Provided text:
○ ○ ○ ○
The first 42 seconds of the flight up to a height of about 3 kilometres was flown in abort mode one-alpha, meaning that the crew and equipment were poised to react in a certain way in the event of a launch vehicle failure. The escape tower above the command module would fire its large solid-fuelled motor, quickly pulling the CM up and away from the service module and the rest of the stack below. A smaller sideways-firing rocket motor at the top of the tower, the pitch control motor, would steer the CM eastward out over the ocean to ensure that it would not subsequently descend into the conflagration caused by the destruction of its launch vehicle. Safely clear, the CM would dump its manoeuvring fuel (nasty, toxic, highly corrosive stuff, which would otherwise present a danger to the recovery forces), jettison the escape system and the forward heatshield, then finally deploy its parachutes and make a normal landing in the ocean.
At the centre of the abort decision was the commander. From the launch pad to orbit, he closely monitored various lights and displays on the panel that supplied him with whatever information was relevant to making that decision. All the equipment that fed these displays, and sensed whether an emergency was imminent, was called the emergency detection system (EDS). It was decided that he would not react to a single cue, lest it be spurious, but if two cues from the EDS called for an abort, this was enough information for him to twist the T-handle in his left hand counterclockwise, activating the appropriate sequence to leave a malfunctioning launch vehicle behind and get to safety. There was also a set of abort conditions that could initiate an automatic abort. The idea of ending a half-billion-dollar mission on the behest of a few bits of hardware necessitated detection systems that were triple-redundant and were required to 'vote' electronically for an abort. The automatic portion of the EDS was switched off once the rocket was out of the thickest part of the atmosphere where situations could not develop so rapidly.
○ ○ ○ ○
Stored data entries:
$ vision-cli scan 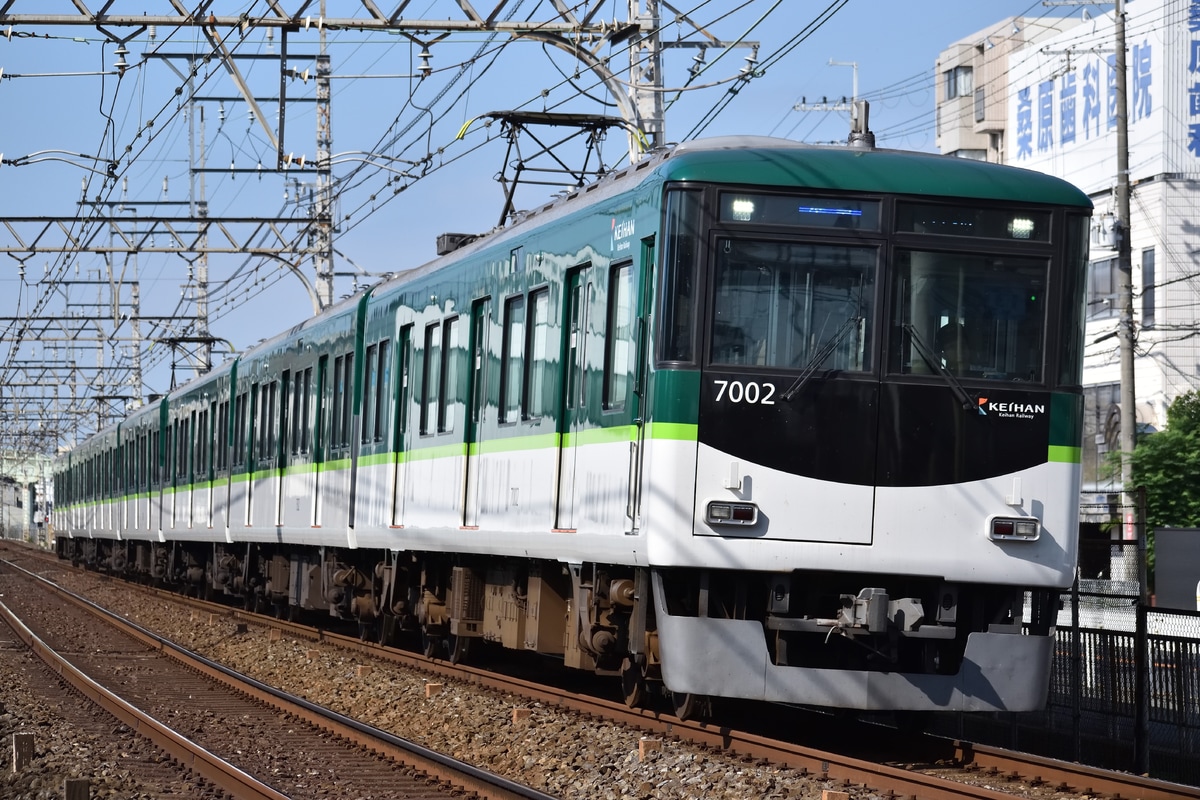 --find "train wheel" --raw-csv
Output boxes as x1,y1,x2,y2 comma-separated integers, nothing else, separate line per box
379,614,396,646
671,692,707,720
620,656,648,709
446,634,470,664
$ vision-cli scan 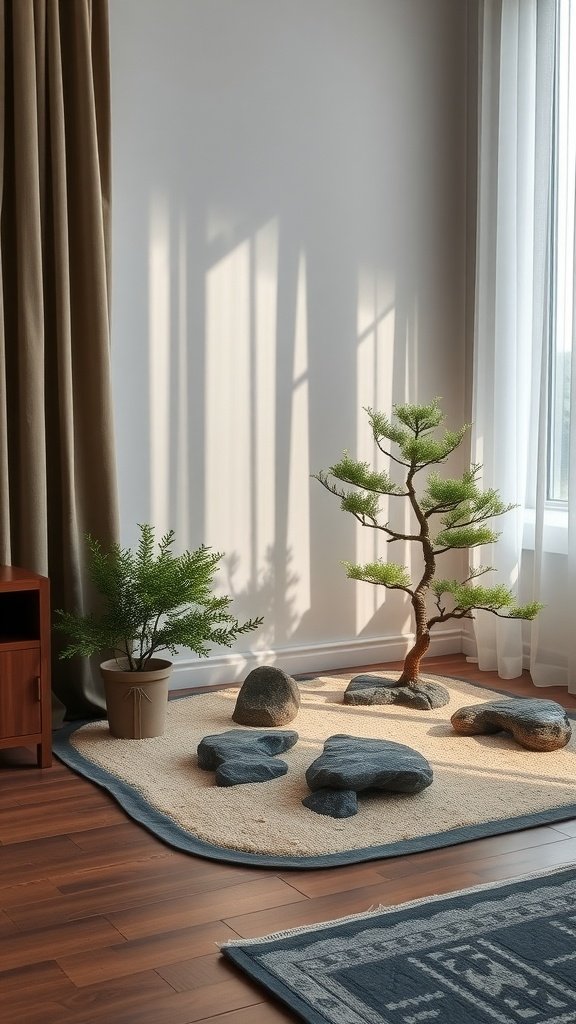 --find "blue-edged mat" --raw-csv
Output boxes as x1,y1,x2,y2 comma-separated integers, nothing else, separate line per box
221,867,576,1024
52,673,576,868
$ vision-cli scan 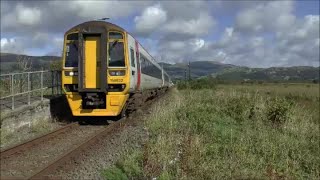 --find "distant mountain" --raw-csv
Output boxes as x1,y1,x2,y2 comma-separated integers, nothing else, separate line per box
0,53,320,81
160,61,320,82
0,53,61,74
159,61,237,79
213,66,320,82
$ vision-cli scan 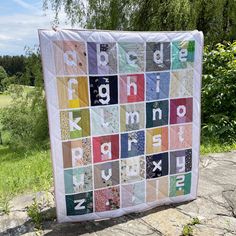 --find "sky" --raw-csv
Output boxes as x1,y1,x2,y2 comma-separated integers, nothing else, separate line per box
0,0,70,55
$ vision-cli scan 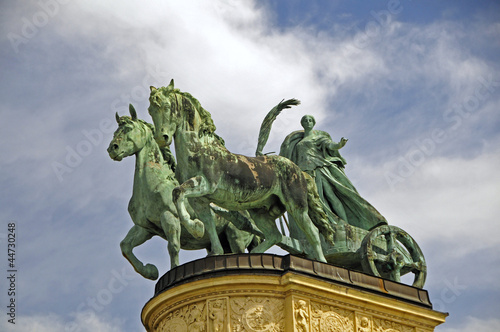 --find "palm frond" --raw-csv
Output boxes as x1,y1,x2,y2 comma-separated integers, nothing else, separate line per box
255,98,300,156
○ ○ ○ ○
Required work:
1 - In one to three sentences, explain why the commander in the launch abort text would not act on a single cue from the emergency detection system.
2 - Proceed with the launch abort text, starting right after its final sentence.

Exercise results:
1 - A single cue might be spurious, so he would not react to it alone. If two cues from the emergency detection system called for an abort, that was enough information for him to turn the T-handle and start the abort sequence.

2 -
The EDS was responsible for lighting a cluster of indicators that showed whether each engine was running at full thrust, whether the rocket was veering too fast and whether the Saturn's guidance system still knew which way was up. In the latter case, from Apollo 11 onwards, if the commander saw that the Saturn was incapable of guiding itself, he had the option of twisting the T-handle clockwise to pass control of the entire rocket to the spacecraft, and if that was also failing, he could manually guide it to orbit. Another prominent light informed him when launch control in Florida, or a range safety officer, also in Florida, or mission control in Houston, believed an abort was advised. A gauge that normally showed the state of the spacecraft's main engine for the rest of the mission was pressed into service by the EDS to show the rocket's angle-of-attack; that is, it was moving cleanly through the air and not slipping sideways - a condition that could impose such aerodynamic stress as to cause the break-up of the vehicle's structure.